Requirement ▸
Find the line containing "Detection annotation — mark the overcast" in the material below; copy that line and all following lines exactly.
======== Data records ========
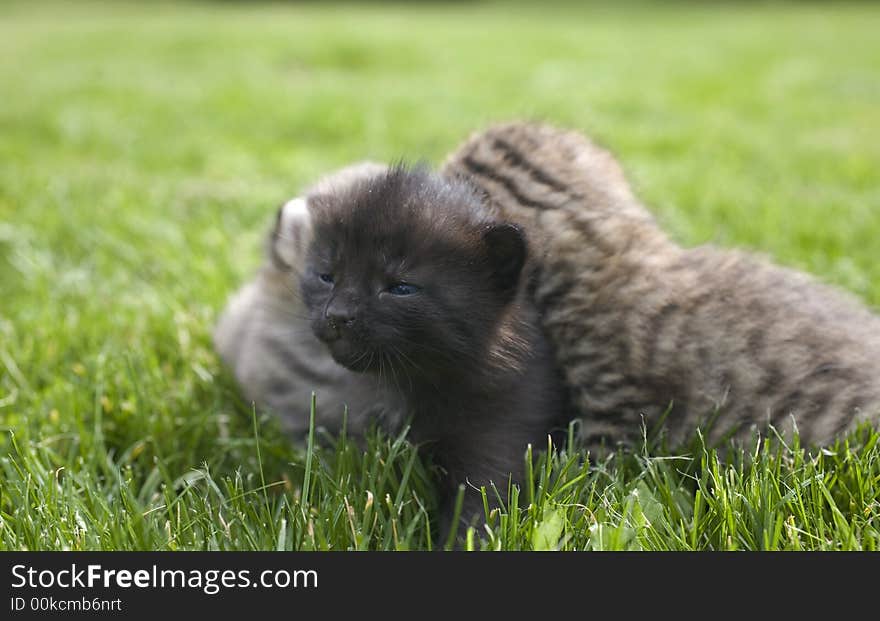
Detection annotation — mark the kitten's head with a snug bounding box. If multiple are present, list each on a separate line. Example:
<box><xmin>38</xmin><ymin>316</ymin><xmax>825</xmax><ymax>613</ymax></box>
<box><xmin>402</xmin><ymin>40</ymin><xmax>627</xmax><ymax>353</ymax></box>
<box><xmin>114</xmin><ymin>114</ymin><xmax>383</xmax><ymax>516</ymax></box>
<box><xmin>301</xmin><ymin>166</ymin><xmax>526</xmax><ymax>381</ymax></box>
<box><xmin>268</xmin><ymin>161</ymin><xmax>388</xmax><ymax>273</ymax></box>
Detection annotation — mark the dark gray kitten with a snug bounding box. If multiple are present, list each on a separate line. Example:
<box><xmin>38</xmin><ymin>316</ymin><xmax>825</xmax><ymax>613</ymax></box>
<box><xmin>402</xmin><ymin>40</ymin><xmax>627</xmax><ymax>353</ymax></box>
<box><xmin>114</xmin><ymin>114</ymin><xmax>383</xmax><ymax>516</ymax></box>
<box><xmin>214</xmin><ymin>162</ymin><xmax>399</xmax><ymax>440</ymax></box>
<box><xmin>300</xmin><ymin>167</ymin><xmax>564</xmax><ymax>530</ymax></box>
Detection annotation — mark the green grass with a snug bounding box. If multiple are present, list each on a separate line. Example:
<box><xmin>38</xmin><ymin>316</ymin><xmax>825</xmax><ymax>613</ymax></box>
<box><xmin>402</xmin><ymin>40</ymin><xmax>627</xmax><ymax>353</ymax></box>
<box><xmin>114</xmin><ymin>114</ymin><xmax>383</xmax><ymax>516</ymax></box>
<box><xmin>0</xmin><ymin>2</ymin><xmax>880</xmax><ymax>550</ymax></box>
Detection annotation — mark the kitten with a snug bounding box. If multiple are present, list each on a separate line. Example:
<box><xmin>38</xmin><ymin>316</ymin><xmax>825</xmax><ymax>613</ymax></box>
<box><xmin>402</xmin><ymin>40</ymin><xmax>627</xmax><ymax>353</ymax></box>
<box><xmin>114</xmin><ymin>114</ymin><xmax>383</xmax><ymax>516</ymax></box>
<box><xmin>443</xmin><ymin>123</ymin><xmax>880</xmax><ymax>450</ymax></box>
<box><xmin>214</xmin><ymin>162</ymin><xmax>397</xmax><ymax>439</ymax></box>
<box><xmin>301</xmin><ymin>166</ymin><xmax>564</xmax><ymax>531</ymax></box>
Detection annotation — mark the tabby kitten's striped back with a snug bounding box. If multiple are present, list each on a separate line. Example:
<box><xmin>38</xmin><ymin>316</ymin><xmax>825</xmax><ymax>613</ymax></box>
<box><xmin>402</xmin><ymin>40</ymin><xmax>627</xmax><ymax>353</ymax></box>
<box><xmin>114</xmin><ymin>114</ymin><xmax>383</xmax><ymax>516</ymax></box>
<box><xmin>444</xmin><ymin>123</ymin><xmax>880</xmax><ymax>446</ymax></box>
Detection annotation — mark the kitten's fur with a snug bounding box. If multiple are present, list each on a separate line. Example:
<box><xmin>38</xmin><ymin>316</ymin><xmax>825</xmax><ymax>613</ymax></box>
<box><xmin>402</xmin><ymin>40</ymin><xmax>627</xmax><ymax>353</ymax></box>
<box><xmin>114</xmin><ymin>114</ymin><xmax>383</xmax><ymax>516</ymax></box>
<box><xmin>215</xmin><ymin>123</ymin><xmax>880</xmax><ymax>462</ymax></box>
<box><xmin>214</xmin><ymin>162</ymin><xmax>397</xmax><ymax>438</ymax></box>
<box><xmin>443</xmin><ymin>123</ymin><xmax>880</xmax><ymax>447</ymax></box>
<box><xmin>301</xmin><ymin>167</ymin><xmax>563</xmax><ymax>530</ymax></box>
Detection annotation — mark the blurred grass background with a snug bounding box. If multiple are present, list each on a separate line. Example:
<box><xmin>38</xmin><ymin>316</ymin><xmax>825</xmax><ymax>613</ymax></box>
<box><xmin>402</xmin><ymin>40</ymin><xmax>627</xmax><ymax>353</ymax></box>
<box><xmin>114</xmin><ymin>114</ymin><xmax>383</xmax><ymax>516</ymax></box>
<box><xmin>0</xmin><ymin>1</ymin><xmax>880</xmax><ymax>547</ymax></box>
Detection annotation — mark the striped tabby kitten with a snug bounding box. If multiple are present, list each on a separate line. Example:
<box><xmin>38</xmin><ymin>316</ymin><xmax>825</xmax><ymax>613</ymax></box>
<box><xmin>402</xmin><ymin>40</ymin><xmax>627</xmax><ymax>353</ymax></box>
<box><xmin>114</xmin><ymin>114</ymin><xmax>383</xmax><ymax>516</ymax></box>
<box><xmin>443</xmin><ymin>124</ymin><xmax>880</xmax><ymax>448</ymax></box>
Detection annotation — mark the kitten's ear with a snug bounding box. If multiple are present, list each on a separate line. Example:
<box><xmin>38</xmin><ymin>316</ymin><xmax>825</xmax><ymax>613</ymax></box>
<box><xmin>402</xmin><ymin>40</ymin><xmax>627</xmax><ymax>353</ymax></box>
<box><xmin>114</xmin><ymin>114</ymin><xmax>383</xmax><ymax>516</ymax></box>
<box><xmin>483</xmin><ymin>224</ymin><xmax>527</xmax><ymax>291</ymax></box>
<box><xmin>269</xmin><ymin>197</ymin><xmax>312</xmax><ymax>271</ymax></box>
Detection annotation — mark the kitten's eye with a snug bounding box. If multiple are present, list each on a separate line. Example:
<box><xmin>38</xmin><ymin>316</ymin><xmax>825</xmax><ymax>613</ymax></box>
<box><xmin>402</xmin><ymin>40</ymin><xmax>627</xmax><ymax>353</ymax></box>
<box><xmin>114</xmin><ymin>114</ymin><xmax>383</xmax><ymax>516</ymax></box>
<box><xmin>388</xmin><ymin>282</ymin><xmax>419</xmax><ymax>295</ymax></box>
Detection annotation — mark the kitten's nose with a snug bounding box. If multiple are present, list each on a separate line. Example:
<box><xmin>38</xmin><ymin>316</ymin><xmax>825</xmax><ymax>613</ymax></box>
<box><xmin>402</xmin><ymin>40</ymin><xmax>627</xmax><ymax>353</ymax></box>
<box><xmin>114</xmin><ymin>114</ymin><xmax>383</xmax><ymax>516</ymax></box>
<box><xmin>324</xmin><ymin>303</ymin><xmax>355</xmax><ymax>336</ymax></box>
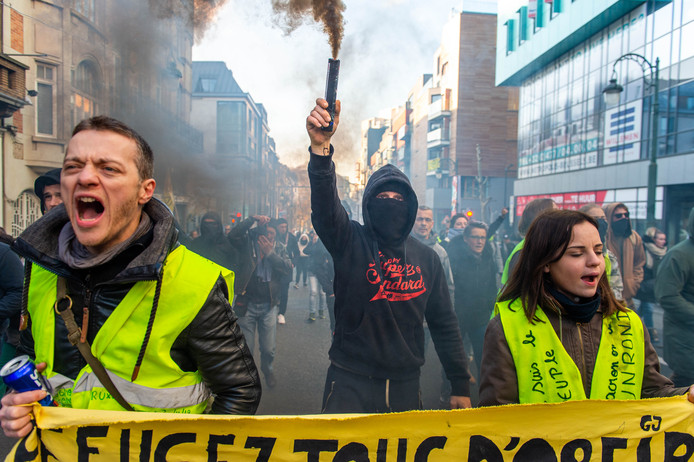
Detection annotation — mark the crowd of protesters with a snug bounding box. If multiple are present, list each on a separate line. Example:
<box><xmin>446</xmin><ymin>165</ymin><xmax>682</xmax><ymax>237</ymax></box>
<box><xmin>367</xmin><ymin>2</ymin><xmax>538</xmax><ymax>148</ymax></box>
<box><xmin>0</xmin><ymin>104</ymin><xmax>694</xmax><ymax>436</ymax></box>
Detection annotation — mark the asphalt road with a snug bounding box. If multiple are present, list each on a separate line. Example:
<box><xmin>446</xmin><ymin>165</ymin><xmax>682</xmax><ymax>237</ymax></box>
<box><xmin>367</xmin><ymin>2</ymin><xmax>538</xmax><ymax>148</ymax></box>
<box><xmin>0</xmin><ymin>286</ymin><xmax>670</xmax><ymax>458</ymax></box>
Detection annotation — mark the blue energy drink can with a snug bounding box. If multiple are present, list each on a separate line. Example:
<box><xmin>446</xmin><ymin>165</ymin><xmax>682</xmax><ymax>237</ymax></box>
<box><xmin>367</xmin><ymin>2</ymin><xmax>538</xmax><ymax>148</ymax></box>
<box><xmin>0</xmin><ymin>355</ymin><xmax>56</xmax><ymax>406</ymax></box>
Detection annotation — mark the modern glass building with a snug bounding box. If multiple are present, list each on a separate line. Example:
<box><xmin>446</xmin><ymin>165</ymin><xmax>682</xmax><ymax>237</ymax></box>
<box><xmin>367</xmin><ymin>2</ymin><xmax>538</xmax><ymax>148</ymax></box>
<box><xmin>496</xmin><ymin>0</ymin><xmax>694</xmax><ymax>242</ymax></box>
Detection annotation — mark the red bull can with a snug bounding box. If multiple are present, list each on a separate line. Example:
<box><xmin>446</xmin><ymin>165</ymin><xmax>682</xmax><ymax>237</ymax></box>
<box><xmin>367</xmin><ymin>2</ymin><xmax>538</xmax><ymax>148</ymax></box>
<box><xmin>0</xmin><ymin>355</ymin><xmax>56</xmax><ymax>406</ymax></box>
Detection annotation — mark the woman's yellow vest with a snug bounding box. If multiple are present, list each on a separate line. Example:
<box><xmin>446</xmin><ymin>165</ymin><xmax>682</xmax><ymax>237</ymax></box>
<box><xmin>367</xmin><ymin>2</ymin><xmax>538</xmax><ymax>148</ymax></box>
<box><xmin>28</xmin><ymin>246</ymin><xmax>234</xmax><ymax>413</ymax></box>
<box><xmin>496</xmin><ymin>299</ymin><xmax>645</xmax><ymax>403</ymax></box>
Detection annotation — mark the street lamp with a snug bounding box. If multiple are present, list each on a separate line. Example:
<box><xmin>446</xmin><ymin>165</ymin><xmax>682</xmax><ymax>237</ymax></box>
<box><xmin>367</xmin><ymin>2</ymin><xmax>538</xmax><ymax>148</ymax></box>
<box><xmin>504</xmin><ymin>164</ymin><xmax>516</xmax><ymax>207</ymax></box>
<box><xmin>603</xmin><ymin>53</ymin><xmax>660</xmax><ymax>226</ymax></box>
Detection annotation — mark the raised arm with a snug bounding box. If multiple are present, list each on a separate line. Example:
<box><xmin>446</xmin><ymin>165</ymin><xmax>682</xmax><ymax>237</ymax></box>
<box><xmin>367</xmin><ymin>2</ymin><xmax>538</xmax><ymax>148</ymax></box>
<box><xmin>306</xmin><ymin>98</ymin><xmax>351</xmax><ymax>256</ymax></box>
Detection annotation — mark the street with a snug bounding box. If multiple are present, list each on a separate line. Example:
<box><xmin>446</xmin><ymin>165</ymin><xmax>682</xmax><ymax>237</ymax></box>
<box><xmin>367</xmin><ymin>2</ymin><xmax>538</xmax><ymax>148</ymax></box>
<box><xmin>0</xmin><ymin>285</ymin><xmax>670</xmax><ymax>458</ymax></box>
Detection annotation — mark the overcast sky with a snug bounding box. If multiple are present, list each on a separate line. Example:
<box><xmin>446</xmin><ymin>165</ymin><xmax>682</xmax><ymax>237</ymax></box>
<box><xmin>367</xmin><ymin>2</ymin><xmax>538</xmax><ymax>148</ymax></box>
<box><xmin>193</xmin><ymin>0</ymin><xmax>496</xmax><ymax>176</ymax></box>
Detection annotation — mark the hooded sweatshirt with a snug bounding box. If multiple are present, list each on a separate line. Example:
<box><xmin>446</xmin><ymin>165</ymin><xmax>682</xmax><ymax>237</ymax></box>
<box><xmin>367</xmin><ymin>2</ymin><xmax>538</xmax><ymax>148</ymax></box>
========
Finished answer ▸
Detection annotation — mark the overcast sky with a snug bounding box. If multiple are present, list each on a separate line. Example:
<box><xmin>446</xmin><ymin>165</ymin><xmax>682</xmax><ymax>237</ymax></box>
<box><xmin>367</xmin><ymin>2</ymin><xmax>538</xmax><ymax>148</ymax></box>
<box><xmin>193</xmin><ymin>0</ymin><xmax>496</xmax><ymax>176</ymax></box>
Detection annotation — mark the hooded sweatshirt with a snug bounding box. If multiple are present, list each on a separate line. Example:
<box><xmin>446</xmin><ymin>165</ymin><xmax>682</xmax><ymax>237</ymax></box>
<box><xmin>367</xmin><ymin>2</ymin><xmax>538</xmax><ymax>148</ymax></box>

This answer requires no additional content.